--- BEGIN Records ---

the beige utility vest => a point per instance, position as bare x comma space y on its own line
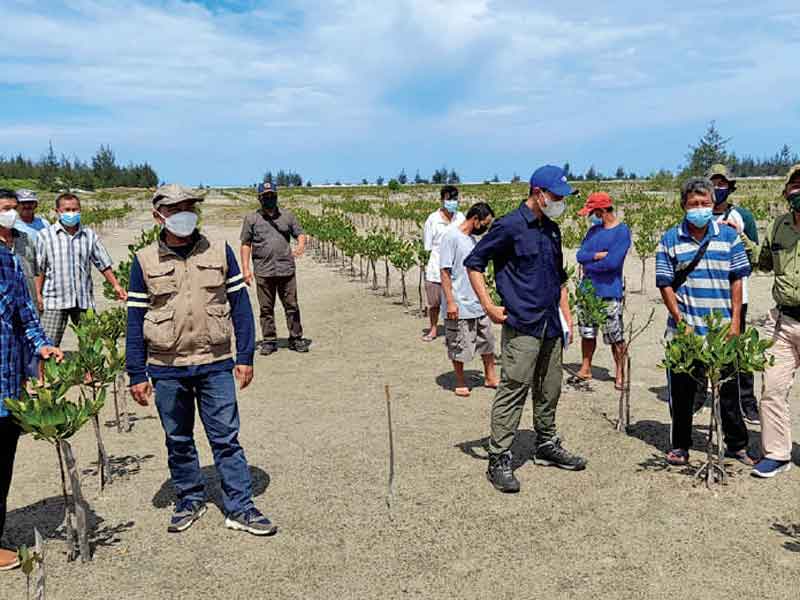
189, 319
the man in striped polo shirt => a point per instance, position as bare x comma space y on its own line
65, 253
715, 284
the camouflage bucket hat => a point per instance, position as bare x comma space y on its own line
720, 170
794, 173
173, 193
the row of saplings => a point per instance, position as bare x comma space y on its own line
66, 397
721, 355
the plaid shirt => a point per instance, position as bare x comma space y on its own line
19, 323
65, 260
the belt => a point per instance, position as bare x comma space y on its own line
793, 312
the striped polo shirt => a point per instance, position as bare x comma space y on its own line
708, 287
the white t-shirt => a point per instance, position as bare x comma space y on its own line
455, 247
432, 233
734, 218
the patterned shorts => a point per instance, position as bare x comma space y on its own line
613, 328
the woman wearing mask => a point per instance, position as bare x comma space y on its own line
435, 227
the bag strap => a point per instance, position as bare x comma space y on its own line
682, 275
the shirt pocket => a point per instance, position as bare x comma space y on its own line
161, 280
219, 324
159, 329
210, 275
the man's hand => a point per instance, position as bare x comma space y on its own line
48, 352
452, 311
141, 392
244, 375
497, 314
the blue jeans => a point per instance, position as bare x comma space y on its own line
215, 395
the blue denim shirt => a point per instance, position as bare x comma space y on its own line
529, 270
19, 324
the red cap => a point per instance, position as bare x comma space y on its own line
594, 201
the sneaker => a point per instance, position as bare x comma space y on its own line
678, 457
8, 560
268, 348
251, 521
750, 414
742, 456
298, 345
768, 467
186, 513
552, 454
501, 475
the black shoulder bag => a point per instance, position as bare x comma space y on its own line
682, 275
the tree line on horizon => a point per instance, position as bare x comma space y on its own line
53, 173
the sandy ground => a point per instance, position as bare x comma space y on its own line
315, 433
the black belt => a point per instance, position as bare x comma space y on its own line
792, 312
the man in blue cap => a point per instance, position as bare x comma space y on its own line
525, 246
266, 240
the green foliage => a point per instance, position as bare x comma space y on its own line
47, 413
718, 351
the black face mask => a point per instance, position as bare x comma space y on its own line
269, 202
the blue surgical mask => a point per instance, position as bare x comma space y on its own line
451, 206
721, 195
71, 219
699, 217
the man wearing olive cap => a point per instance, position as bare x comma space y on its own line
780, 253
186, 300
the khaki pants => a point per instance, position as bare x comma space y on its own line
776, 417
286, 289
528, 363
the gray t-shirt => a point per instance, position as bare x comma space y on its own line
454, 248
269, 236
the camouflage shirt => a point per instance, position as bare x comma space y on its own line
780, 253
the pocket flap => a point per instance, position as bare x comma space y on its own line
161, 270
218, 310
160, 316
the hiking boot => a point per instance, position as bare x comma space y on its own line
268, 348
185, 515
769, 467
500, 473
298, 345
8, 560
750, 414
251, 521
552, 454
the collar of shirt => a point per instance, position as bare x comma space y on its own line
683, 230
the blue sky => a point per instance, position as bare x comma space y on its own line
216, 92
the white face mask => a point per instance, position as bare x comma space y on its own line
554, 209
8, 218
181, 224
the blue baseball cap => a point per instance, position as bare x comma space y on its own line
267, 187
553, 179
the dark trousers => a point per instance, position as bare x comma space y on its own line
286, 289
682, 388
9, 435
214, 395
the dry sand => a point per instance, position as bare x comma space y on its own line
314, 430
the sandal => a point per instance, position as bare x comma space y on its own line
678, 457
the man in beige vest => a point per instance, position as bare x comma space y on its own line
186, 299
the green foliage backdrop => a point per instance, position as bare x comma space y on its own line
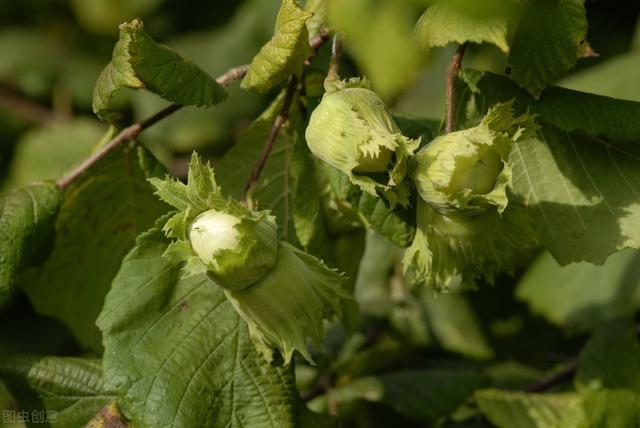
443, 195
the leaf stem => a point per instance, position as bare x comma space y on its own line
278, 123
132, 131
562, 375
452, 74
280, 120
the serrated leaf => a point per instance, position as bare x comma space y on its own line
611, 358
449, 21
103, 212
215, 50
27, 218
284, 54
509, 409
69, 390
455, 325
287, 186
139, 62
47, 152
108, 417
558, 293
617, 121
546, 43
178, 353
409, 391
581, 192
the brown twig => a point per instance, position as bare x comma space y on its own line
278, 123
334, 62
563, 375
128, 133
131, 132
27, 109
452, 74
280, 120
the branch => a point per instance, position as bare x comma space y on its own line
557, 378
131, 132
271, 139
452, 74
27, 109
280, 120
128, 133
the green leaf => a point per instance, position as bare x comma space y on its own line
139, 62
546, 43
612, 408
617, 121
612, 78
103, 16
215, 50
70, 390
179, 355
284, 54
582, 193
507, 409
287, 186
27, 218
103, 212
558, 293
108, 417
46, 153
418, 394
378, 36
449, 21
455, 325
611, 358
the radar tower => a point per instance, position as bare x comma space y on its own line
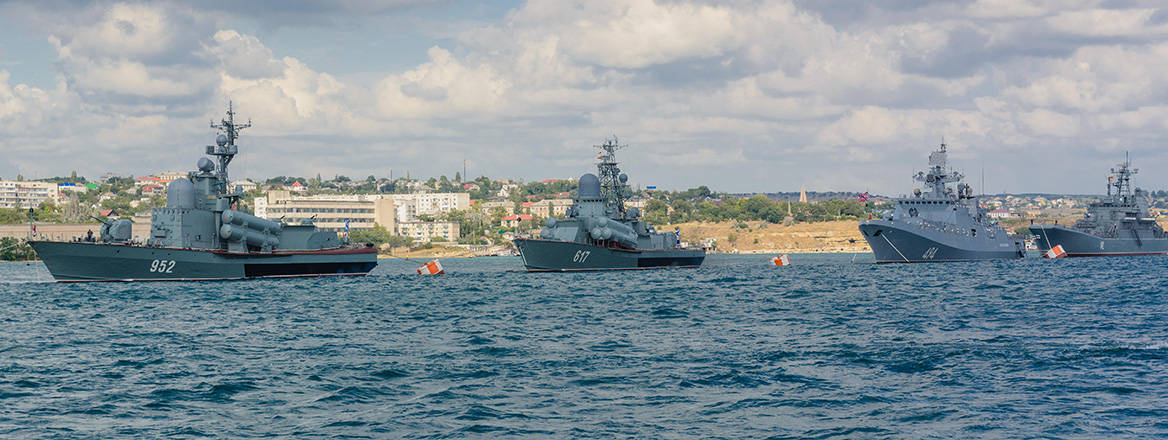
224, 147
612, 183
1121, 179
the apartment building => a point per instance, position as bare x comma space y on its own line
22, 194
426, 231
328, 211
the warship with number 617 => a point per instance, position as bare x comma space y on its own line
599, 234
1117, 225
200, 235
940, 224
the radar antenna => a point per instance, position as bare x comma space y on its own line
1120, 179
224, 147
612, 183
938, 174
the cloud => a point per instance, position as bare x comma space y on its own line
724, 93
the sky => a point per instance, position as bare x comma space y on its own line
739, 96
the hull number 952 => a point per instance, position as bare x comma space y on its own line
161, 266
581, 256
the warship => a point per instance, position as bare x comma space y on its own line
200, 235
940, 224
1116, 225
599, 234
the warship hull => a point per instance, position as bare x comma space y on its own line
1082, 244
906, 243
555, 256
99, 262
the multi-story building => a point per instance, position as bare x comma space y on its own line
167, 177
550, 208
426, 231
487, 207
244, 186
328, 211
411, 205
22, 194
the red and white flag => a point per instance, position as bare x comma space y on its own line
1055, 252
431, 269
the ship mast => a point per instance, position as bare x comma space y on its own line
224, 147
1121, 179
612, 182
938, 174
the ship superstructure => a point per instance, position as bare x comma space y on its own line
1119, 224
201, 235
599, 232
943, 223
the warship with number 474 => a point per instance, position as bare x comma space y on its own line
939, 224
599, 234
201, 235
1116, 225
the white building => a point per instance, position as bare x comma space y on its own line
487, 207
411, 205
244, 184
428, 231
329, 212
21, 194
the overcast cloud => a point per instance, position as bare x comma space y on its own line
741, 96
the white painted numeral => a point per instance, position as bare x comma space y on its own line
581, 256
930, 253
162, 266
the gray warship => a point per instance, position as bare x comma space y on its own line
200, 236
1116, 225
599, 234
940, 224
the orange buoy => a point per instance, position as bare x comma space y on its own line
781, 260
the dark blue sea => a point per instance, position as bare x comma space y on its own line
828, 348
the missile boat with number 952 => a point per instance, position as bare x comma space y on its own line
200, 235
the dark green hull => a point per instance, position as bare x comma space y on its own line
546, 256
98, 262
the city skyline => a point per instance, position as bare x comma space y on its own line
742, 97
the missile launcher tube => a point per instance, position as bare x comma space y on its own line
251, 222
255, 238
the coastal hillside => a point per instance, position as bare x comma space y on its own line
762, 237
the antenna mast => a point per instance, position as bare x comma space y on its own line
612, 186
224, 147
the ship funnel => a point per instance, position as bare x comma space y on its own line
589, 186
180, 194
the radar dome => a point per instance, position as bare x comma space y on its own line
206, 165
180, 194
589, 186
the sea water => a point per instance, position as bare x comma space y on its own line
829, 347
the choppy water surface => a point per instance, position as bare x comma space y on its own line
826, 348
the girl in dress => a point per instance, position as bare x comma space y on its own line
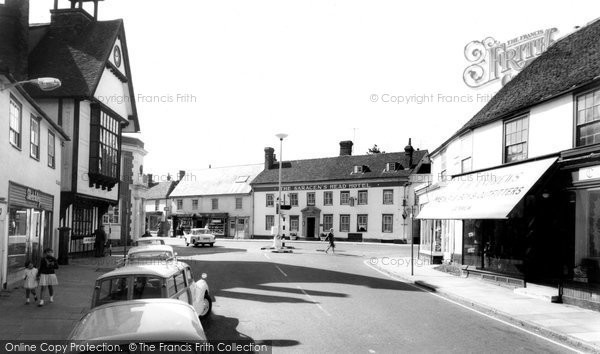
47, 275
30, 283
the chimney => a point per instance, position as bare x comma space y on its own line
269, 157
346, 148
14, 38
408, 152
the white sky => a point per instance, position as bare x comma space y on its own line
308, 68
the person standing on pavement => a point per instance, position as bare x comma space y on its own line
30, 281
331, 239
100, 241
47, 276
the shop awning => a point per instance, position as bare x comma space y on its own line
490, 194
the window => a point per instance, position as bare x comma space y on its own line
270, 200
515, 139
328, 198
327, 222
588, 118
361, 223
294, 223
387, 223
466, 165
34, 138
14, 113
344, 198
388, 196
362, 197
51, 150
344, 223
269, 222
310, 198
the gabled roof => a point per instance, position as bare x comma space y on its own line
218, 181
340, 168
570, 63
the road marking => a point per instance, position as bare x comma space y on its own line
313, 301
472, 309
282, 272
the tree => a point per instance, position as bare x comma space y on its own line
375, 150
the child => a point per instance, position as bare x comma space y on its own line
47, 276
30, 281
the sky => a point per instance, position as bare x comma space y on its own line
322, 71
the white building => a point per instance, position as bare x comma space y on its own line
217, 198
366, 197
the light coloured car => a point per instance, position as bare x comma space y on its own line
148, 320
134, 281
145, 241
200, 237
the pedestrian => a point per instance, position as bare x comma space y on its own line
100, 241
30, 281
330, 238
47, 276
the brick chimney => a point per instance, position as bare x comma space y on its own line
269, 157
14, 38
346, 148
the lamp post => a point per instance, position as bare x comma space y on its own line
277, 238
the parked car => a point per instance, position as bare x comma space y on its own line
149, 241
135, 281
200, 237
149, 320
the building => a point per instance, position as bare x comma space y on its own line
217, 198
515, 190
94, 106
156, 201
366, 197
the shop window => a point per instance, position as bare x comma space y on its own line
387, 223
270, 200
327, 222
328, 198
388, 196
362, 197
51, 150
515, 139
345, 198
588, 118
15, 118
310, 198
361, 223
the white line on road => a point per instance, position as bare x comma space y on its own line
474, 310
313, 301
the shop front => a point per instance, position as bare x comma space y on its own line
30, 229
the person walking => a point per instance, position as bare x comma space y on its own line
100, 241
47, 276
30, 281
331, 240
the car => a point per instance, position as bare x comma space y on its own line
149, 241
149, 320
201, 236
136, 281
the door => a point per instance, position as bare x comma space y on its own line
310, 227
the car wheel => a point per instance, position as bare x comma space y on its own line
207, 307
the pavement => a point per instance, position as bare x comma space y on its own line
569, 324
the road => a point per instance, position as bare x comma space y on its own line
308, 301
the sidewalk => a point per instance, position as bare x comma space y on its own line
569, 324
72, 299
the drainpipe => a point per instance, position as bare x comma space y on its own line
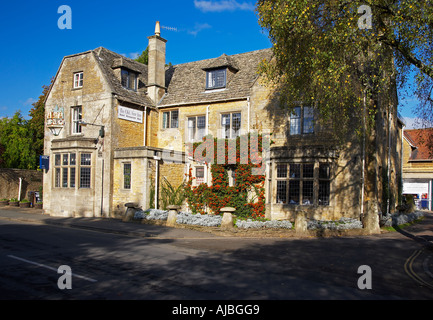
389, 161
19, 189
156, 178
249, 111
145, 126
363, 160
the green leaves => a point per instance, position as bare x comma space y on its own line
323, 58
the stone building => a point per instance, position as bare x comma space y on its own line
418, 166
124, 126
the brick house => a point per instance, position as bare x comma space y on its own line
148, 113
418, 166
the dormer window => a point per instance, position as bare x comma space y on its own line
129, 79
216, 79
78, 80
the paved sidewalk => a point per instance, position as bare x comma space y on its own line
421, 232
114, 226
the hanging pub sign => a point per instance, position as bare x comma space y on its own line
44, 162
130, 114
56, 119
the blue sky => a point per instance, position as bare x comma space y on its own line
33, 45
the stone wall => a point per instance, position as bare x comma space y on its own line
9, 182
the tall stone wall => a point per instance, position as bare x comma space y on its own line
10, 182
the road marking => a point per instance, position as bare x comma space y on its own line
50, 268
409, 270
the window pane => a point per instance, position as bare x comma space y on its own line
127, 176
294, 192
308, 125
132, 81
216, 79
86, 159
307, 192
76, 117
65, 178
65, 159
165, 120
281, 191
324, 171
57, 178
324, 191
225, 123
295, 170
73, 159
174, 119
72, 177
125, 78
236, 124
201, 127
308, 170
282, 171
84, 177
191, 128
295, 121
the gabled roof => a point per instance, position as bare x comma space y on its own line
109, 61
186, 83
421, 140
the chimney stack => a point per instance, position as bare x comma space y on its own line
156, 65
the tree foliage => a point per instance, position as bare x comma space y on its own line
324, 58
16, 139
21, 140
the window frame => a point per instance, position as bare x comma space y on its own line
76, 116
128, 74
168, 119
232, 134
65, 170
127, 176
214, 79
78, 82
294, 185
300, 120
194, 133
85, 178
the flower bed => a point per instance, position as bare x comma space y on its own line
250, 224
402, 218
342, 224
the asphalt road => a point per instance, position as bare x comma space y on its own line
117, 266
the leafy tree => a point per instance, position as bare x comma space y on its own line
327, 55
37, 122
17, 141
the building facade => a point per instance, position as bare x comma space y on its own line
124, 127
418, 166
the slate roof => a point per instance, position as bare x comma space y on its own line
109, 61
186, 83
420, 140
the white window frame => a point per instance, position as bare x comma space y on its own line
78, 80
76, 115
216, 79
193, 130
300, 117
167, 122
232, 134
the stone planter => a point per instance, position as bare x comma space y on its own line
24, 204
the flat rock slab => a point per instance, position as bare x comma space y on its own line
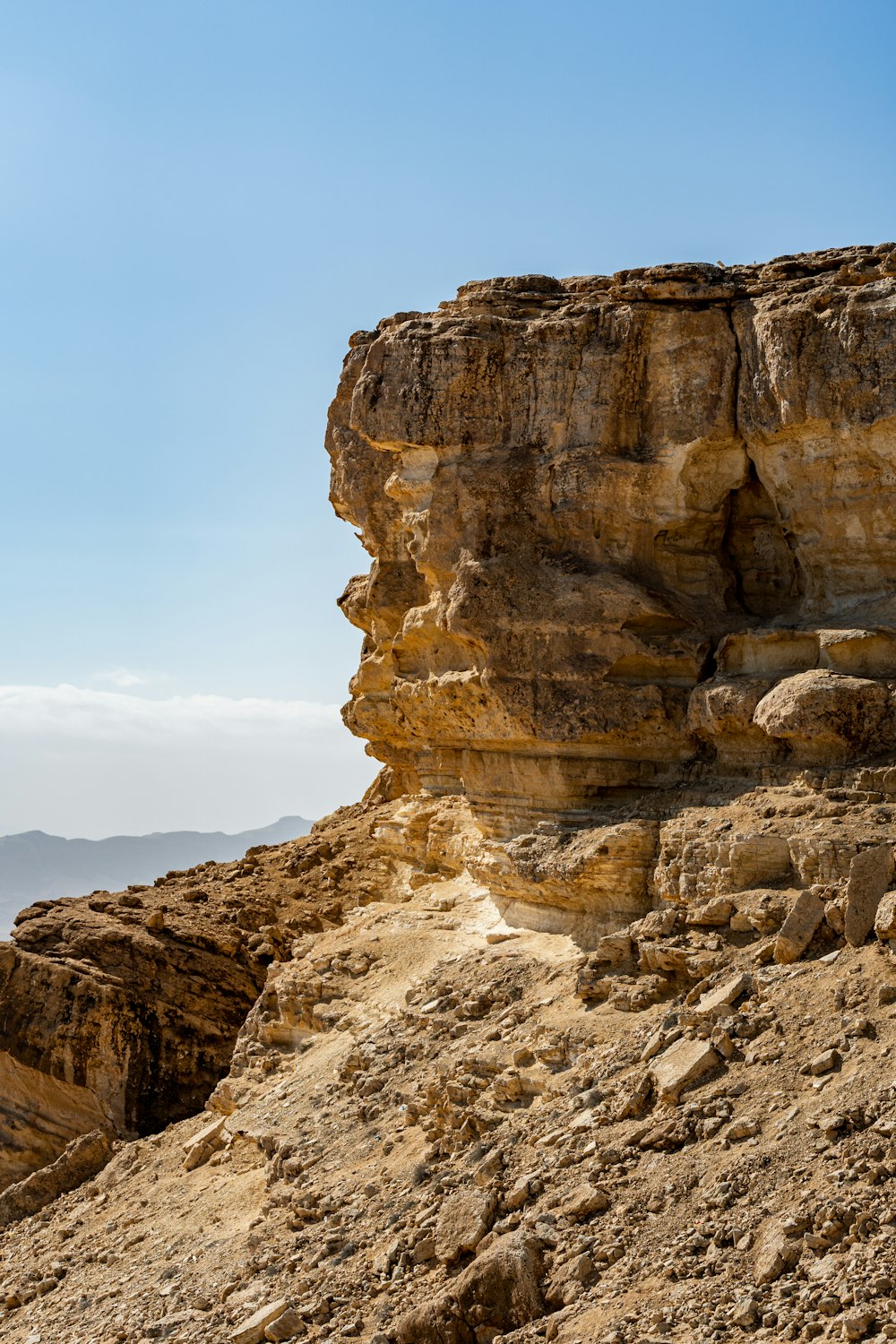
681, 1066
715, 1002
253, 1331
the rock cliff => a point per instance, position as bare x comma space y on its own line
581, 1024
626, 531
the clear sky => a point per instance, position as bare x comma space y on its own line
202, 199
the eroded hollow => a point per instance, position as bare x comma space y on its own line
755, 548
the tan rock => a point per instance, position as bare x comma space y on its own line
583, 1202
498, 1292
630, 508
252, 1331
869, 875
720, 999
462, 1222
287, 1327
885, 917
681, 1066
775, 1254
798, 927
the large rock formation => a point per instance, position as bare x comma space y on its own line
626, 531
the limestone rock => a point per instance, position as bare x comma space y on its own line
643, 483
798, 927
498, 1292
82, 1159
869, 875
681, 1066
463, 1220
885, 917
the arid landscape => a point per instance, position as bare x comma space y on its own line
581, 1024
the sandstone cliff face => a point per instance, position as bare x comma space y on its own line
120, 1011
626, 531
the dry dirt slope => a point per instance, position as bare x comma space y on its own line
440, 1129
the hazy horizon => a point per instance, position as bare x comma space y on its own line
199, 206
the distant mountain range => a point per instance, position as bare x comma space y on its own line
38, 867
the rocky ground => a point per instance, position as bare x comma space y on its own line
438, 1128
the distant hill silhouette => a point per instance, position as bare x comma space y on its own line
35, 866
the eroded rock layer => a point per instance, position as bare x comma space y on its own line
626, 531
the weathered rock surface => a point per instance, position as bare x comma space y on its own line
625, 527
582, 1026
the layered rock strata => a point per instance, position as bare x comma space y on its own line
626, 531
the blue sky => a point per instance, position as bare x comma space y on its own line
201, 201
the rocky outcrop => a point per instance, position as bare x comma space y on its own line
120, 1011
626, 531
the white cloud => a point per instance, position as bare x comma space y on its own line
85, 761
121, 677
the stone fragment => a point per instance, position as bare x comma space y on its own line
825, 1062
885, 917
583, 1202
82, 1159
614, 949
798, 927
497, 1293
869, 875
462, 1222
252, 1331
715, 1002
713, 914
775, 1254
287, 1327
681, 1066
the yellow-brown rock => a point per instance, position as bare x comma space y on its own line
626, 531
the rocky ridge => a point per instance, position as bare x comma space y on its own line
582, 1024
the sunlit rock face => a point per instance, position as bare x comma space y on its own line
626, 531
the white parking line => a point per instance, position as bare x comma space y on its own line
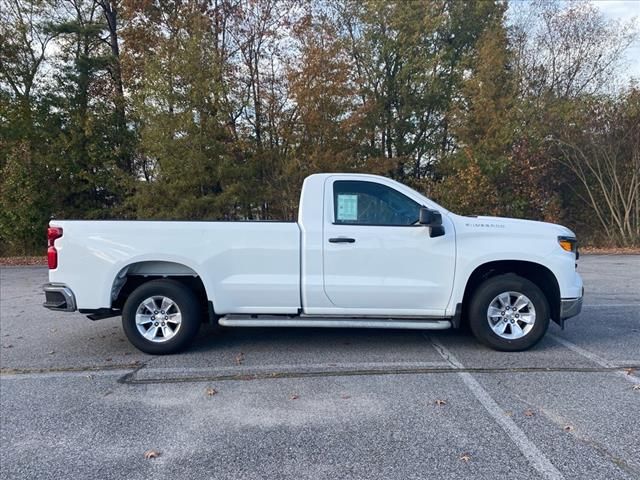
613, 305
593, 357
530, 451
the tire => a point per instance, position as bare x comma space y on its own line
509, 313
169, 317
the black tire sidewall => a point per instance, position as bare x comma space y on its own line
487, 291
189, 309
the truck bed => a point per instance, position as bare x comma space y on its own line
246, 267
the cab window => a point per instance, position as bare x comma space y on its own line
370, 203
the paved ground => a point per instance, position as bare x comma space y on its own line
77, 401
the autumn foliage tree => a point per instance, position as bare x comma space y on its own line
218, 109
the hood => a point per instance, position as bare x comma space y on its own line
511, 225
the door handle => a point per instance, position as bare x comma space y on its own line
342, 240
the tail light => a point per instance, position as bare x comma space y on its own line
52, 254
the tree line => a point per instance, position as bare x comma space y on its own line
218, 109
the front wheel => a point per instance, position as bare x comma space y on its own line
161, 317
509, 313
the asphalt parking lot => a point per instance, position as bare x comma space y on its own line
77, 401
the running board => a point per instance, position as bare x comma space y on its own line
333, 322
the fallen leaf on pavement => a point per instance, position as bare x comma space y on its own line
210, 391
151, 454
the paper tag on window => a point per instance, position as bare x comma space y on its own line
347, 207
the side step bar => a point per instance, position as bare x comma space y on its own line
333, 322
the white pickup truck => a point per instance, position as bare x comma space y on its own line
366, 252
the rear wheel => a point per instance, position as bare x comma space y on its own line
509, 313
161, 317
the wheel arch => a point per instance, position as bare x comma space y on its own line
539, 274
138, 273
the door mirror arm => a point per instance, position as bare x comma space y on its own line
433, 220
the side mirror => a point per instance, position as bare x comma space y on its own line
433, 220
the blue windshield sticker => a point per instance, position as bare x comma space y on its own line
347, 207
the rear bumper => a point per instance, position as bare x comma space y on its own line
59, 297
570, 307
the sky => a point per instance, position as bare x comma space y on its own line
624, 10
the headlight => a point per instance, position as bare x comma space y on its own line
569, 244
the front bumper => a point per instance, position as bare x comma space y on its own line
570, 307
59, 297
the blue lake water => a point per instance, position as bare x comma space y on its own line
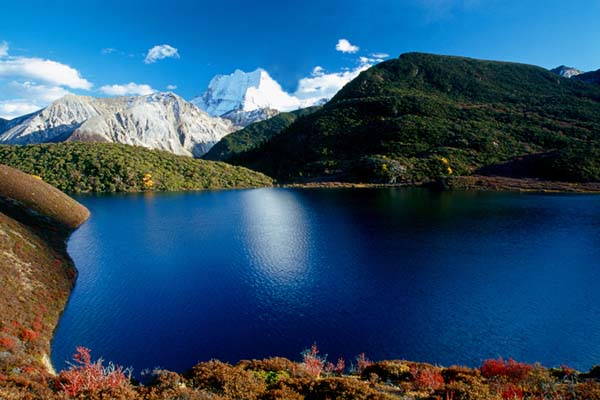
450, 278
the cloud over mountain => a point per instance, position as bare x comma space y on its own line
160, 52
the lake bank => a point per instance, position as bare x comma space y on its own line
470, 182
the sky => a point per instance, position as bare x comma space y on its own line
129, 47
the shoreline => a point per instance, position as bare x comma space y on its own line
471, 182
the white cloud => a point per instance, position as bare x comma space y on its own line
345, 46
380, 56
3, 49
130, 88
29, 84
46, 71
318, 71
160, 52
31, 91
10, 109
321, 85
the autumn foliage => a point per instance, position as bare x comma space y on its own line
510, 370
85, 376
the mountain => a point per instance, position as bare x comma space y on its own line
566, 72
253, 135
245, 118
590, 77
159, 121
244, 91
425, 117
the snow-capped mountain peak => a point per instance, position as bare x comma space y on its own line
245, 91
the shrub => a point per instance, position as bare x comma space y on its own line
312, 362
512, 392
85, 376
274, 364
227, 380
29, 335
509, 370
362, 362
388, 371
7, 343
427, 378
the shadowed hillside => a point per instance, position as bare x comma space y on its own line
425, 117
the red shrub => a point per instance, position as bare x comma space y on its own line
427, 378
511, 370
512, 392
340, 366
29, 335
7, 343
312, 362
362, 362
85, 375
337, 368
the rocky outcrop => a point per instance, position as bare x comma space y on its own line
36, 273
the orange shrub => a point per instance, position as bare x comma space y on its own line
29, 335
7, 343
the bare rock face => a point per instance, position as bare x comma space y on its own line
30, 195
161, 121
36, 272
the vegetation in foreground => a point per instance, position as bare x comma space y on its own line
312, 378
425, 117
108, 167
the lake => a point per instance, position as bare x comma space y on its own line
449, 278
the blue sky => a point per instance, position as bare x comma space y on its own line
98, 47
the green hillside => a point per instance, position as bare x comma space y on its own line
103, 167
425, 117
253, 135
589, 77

--- END Records ---

Task requirements: The required output is the exact sequence of lines from the one containing "the bare rock" through the end of the listing, both endpoints included.

The solution:
the bare rock face => a point per instance, position as bare x comma space y on its own line
30, 195
161, 121
36, 272
the vegetation in foreground => a point per instance, position as bare x comma space y on its own line
312, 378
425, 117
108, 167
the lake => a point per instance, position as bare x comma space y on its own line
449, 278
the blue sky => a point per instance, position as bare x comma space y on its own line
98, 47
the green hillside => a point per instance, position as bare x comma space y on its own line
103, 167
425, 117
253, 135
589, 77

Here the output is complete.